GIVEN PROBLEM – Format the stretch of rows from the line containing "Step 1: Look at the image. Step 2: Identify every bare" through the end of the rows as a JSON list of strings, one string per line, with blank lines dropped. Leave the pictures out of the answer.

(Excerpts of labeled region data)
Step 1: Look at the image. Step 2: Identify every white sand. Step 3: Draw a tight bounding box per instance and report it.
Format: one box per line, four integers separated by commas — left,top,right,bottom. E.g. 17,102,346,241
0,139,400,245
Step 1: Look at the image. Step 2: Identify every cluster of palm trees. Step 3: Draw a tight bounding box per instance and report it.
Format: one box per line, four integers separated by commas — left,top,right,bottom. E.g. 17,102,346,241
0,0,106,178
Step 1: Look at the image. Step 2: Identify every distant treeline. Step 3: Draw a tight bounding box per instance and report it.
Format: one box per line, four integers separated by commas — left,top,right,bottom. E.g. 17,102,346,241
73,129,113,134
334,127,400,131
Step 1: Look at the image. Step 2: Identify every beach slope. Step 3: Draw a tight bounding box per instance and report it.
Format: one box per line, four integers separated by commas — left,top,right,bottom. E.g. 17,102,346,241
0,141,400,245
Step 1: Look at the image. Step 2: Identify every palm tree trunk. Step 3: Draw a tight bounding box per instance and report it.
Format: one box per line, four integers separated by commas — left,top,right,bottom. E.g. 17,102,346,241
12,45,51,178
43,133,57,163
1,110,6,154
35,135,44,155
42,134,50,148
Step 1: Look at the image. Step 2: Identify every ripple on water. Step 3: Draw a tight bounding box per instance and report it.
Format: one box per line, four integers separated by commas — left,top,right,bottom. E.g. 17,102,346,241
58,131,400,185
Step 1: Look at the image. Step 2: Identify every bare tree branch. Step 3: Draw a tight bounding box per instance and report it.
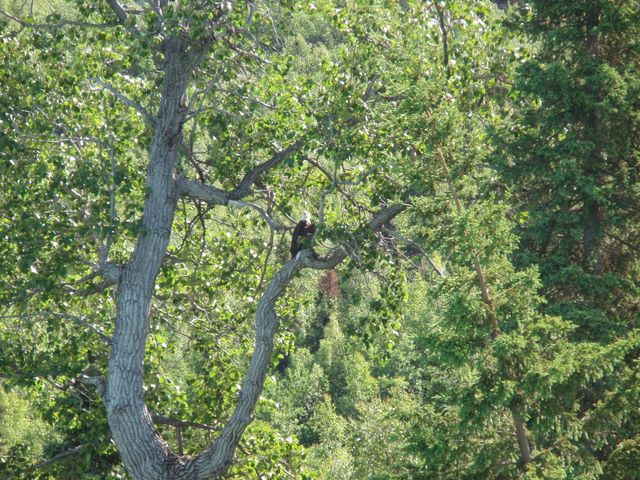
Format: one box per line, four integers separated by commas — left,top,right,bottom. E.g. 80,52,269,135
93,78,156,126
194,204,407,480
107,0,129,23
228,200,290,230
0,10,117,28
177,140,303,204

ANSWER TO THE PROBLEM –
[
  "Step 1: Look at the image. Step 2: Identify every bare tree branch. Step 3: Draw a tight bounding box per instance and report it.",
  "Format: one box per line, four integers separated by commas — left,top,right,bottom. E.g. 80,52,269,135",
  "93,78,156,126",
  "194,204,407,480",
  "107,0,129,23",
  "228,200,290,230",
  "0,10,117,28",
  "177,140,303,204"
]